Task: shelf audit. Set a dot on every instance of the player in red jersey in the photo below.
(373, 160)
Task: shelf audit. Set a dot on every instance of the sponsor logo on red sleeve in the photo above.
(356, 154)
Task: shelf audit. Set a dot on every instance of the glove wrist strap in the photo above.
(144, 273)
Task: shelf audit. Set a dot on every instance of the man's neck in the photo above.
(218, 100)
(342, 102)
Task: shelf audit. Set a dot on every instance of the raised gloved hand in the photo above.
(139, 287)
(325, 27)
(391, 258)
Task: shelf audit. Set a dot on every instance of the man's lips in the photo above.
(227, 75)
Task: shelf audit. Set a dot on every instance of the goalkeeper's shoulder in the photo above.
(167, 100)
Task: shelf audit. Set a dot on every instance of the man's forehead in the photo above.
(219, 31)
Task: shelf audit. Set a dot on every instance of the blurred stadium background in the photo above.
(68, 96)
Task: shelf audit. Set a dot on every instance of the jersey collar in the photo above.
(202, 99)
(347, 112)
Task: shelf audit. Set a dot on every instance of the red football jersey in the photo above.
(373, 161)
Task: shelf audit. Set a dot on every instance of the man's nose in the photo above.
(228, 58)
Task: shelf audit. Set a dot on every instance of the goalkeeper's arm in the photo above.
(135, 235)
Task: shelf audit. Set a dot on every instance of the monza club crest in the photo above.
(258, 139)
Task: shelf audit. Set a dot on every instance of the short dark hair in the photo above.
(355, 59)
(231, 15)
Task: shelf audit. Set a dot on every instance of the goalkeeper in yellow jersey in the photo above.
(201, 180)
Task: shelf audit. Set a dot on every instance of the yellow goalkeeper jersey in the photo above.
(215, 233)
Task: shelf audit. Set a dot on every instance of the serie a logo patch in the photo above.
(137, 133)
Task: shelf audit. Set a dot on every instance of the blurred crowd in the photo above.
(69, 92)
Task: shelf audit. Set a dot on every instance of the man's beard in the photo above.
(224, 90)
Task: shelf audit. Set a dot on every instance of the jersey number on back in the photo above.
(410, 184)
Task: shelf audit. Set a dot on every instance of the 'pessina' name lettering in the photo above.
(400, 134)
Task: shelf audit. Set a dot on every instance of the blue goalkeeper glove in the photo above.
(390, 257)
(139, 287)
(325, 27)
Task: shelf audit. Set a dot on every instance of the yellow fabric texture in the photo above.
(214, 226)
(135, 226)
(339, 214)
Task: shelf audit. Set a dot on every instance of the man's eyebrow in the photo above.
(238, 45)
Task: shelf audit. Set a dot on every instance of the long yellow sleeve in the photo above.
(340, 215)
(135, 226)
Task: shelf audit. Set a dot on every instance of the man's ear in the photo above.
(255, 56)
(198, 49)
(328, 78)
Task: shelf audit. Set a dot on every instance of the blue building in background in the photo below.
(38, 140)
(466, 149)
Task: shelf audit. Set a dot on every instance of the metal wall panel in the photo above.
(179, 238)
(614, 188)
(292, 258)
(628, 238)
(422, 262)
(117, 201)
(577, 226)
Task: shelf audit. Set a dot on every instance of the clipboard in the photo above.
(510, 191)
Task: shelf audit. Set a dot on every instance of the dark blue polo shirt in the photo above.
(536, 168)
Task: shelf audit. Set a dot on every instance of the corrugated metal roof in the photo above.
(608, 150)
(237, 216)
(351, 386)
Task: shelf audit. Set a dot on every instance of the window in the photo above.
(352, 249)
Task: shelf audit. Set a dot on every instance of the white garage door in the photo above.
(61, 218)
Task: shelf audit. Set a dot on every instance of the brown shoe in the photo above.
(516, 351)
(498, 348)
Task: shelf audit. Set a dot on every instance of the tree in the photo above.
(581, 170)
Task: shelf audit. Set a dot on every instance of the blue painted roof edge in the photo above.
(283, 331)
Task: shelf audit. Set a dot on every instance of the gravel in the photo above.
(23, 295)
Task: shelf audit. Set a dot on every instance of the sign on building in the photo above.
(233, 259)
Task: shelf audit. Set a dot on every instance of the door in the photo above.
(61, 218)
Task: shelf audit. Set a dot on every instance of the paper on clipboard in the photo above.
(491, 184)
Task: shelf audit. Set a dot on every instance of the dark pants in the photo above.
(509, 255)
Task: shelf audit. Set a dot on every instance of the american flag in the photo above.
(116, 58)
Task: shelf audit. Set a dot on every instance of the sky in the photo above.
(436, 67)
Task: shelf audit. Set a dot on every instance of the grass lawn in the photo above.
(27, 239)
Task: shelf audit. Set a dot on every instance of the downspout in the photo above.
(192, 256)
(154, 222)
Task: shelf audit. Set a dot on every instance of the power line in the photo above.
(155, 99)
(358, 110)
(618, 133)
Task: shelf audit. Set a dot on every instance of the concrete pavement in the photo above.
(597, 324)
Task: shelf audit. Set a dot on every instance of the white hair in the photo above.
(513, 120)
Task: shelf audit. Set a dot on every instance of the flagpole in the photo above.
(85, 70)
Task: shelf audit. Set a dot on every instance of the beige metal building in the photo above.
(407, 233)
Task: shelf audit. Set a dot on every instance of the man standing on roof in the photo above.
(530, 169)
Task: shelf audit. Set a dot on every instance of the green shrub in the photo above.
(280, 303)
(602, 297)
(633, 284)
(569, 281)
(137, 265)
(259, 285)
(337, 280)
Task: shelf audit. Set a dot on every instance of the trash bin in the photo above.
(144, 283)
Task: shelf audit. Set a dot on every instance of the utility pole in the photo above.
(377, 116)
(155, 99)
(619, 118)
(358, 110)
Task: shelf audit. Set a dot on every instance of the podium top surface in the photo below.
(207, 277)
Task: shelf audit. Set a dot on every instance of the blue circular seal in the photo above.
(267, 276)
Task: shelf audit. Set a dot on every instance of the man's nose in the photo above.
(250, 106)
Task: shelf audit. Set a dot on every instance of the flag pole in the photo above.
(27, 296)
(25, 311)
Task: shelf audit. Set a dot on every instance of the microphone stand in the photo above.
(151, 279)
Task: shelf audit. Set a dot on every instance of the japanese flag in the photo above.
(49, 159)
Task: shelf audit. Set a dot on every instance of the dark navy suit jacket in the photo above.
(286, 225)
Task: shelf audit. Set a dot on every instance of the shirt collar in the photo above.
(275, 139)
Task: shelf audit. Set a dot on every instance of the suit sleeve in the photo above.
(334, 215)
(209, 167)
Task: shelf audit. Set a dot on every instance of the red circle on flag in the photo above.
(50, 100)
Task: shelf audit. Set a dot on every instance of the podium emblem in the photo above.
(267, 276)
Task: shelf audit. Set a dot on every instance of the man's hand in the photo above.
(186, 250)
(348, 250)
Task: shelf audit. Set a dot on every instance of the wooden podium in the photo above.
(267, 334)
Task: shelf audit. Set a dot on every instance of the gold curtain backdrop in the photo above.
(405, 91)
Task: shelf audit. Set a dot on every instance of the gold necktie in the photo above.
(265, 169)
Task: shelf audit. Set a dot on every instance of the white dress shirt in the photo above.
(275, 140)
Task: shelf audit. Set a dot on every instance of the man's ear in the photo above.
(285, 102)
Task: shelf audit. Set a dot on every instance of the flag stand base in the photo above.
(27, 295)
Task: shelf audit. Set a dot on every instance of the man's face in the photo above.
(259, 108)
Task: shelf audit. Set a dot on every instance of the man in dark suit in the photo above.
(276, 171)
+ + + +
> Task objective
Your task is to reproduce all of the records exactly.

> Solution to this problem
Task: shelf audit. Set a dot on every instance of the player in red jersey in the photo below.
(373, 160)
Task: shelf audit. Set a dot on every instance of the sponsor logo on red sleeve in the photo above.
(356, 154)
Task: shelf audit. Set a dot on every instance of the glove wrist strap in the photo above.
(144, 273)
Task: shelf audit. Set a dot on every instance of the man's neck in the photo above.
(218, 100)
(342, 102)
Task: shelf audit. Set a dot on every instance of the raised gloved hand in the photo above.
(139, 287)
(325, 27)
(391, 258)
Task: shelf audit. Set a dot on every instance of the man's lips in the photo above.
(227, 75)
Task: shelf audit. Set a dot on every instance of the goalkeeper's shoulder in the photo above.
(167, 100)
Task: shelf audit. Set a dot on every instance of the man's forehead in the photo above.
(219, 31)
Task: shelf audit. Set a dot on every instance of the blurred stadium background in the photo above.
(68, 96)
Task: shelf audit. Set a dot on every instance of the jersey collar in the photo above.
(202, 99)
(347, 112)
Task: shelf audit. Set a dot on every instance of the red football jersey in the photo above.
(373, 161)
Task: shelf audit. Set a dot on every instance of the man's nose in the photo above.
(228, 58)
Task: shelf audit. Set a dot on every instance of the goalkeeper's arm in the photo above.
(135, 235)
Task: shelf audit. Set a dot on every instance of the monza club crest in the photo above.
(258, 139)
Task: shelf audit. Set a dot on every instance of the short dark hair in the photo above.
(355, 59)
(231, 15)
Task: shelf audit. Set a dot on every instance of the goalkeeper in yellow jersey in the photo above.
(201, 180)
Task: shelf audit. Set a dot on every instance of the yellow goalkeeper jersey in the photo above.
(215, 233)
Task: shelf audit. Set a dot on every instance of the serie a logo patch in the photo above.
(137, 133)
Task: shelf audit. Set a dot on every instance of the blurred crowd in the photo above.
(69, 92)
Task: shelf audit. Set a dot on every instance of the man's beard in the photo above.
(224, 90)
Task: shelf audit. Set a dot on every instance of the jersey number on back in the photo above.
(410, 184)
Task: shelf audit. Set a dot on every instance of the 'pessina' name lettering in the photo above.
(400, 134)
Task: shelf audit. Set a dot on every instance of the blue goalkeeper glove in the photo above.
(390, 257)
(139, 287)
(325, 27)
Task: shelf audit. Set a dot on every instance of the yellow fabric texture in the photo above.
(214, 226)
(135, 226)
(339, 214)
Task: shelf audit. Set a dot on every instance of the man's eyebrow in the photo above.
(238, 45)
Task: shelf audit. Set a dot on every instance of the long yellow sleeve in the photo above.
(340, 215)
(135, 226)
Task: shelf audit. Set a dot on every instance of the man's ear in the photo above.
(255, 56)
(198, 49)
(328, 78)
Task: shelf audit. Set a dot on every instance of the blue building in background in the photo below.
(38, 140)
(466, 149)
Task: shelf audit. Set a dot on every instance of the metal wall panel in the photo above.
(179, 238)
(614, 188)
(292, 258)
(628, 238)
(422, 262)
(117, 201)
(577, 226)
Task: shelf audit. Set a dot on every instance of the clipboard in the photo above.
(510, 191)
Task: shelf audit. Set a dot on every instance of the dark blue polo shirt in the photo above.
(536, 168)
Task: shelf audit. Set a dot on every instance of the corrugated metal roof in the photo above.
(608, 150)
(237, 216)
(351, 386)
Task: shelf audit. Set a dot on every instance of the window in the photo above.
(352, 249)
Task: shelf audit. Set a dot on every instance of the white garage door in the photo above.
(61, 218)
Task: shelf audit. Set a dot on every instance of the brown shoe in the photo above.
(516, 351)
(498, 348)
Task: shelf audit. Set a dot on every instance of the tree in the photo above.
(581, 170)
Task: shelf audit. Set a dot on every instance of the blue painted roof edge in the photo above.
(283, 331)
Task: shelf audit. Set a dot on every instance of the gravel in the photo above.
(23, 295)
Task: shelf audit. Set a dot on every instance of the sign on building in the photo above.
(233, 259)
Task: shelf audit. Set a dot on every instance of the door in the photo above.
(61, 218)
Task: shelf audit. Set a dot on every instance of the paper on clipboard in the photo above.
(491, 184)
Task: shelf audit. Set a dot on every instance of the dark pants in the photo above.
(509, 255)
Task: shelf audit. Set a dot on every instance of the american flag in the photo above.
(116, 58)
Task: shelf audit. Set a dot on every instance of the sky in the photo above.
(436, 67)
Task: shelf audit. Set a dot on every instance of the grass lawn in the photo above.
(27, 239)
Task: shelf audit. Set a dot on every instance of the downspout in the photo above.
(192, 256)
(154, 222)
Task: shelf audit. Set a dot on every instance of the power line in the photo above.
(155, 99)
(358, 110)
(618, 133)
Task: shelf audit. Set a dot on every instance of the concrete pavement in the photo above.
(597, 324)
Task: shelf audit. Set a dot on every instance of the white hair in the photo above.
(513, 120)
Task: shelf audit. Set a dot on every instance of the flagpole in the photo above.
(85, 70)
Task: shelf audit. Set a dot on every instance of the beige metal building in the photo above.
(407, 233)
Task: shelf audit. Set a dot on every instance of the man standing on roof in the photo above.
(530, 169)
Task: shelf audit. Set a dot on every instance of the green shrub in the photo above.
(280, 303)
(602, 297)
(633, 284)
(569, 281)
(137, 265)
(259, 285)
(337, 280)
Task: shelf audit. Set a dot on every instance of the trash bin in the photo above.
(144, 283)
Task: shelf audit. Set a dot on every instance of the utility pole in the photo above.
(377, 116)
(155, 99)
(619, 118)
(358, 110)
Task: shelf audit. Set a dot on every instance of the podium top surface in the photo below.
(207, 277)
Task: shelf audit. Set a dot on every instance of the blue circular seal in the photo above.
(267, 276)
Task: shelf audit. Set a dot on every instance of the man's nose in the photo above.
(250, 106)
Task: shelf audit. Set a dot on every instance of the flag pole in the photo above.
(27, 296)
(25, 311)
Task: shelf audit. Set a dot on every instance of the microphone stand in the photo above.
(151, 279)
Task: shelf audit. Set a dot on every instance of the japanese flag in the photo above.
(49, 159)
Task: shelf audit. Set a dot on every instance of the dark navy suit jacket in the photo above.
(286, 225)
Task: shelf audit. Set a dot on every instance of the shirt collar in the photo above.
(275, 139)
Task: shelf audit. Set a dot on every instance of the suit sleeve in the photo above.
(334, 215)
(209, 167)
Task: shelf audit. Set a dot on every instance of the red circle on flag in the photo above.
(50, 100)
Task: shelf audit. Set a dot on every instance of the podium emblem in the photo above.
(267, 276)
Task: shelf audit. Set a dot on every instance of the man's hand in the photo above.
(186, 250)
(348, 250)
Task: shelf audit. Set a dot on every instance of the wooden podium in the photo above.
(267, 334)
Task: shelf audit. Set a dot on every instance of the gold curtain backdrop in the photo above.
(405, 91)
Task: shelf audit. Set a dot on every instance of the gold necktie in the photo above.
(265, 169)
Task: shelf audit. Set a dot on every instance of the white dress shirt in the photo above.
(275, 140)
Task: shelf audit. Set a dot on every instance of the man's ear in the photo above.
(285, 102)
Task: shelf audit. Set a dot on every instance of the flag stand base in the photo above.
(27, 295)
Task: shelf audit. Set a dot on every instance of the man's face in the photo above.
(259, 108)
Task: shelf audit. Set a dot on every instance of the man in dark suit in the photo above.
(276, 171)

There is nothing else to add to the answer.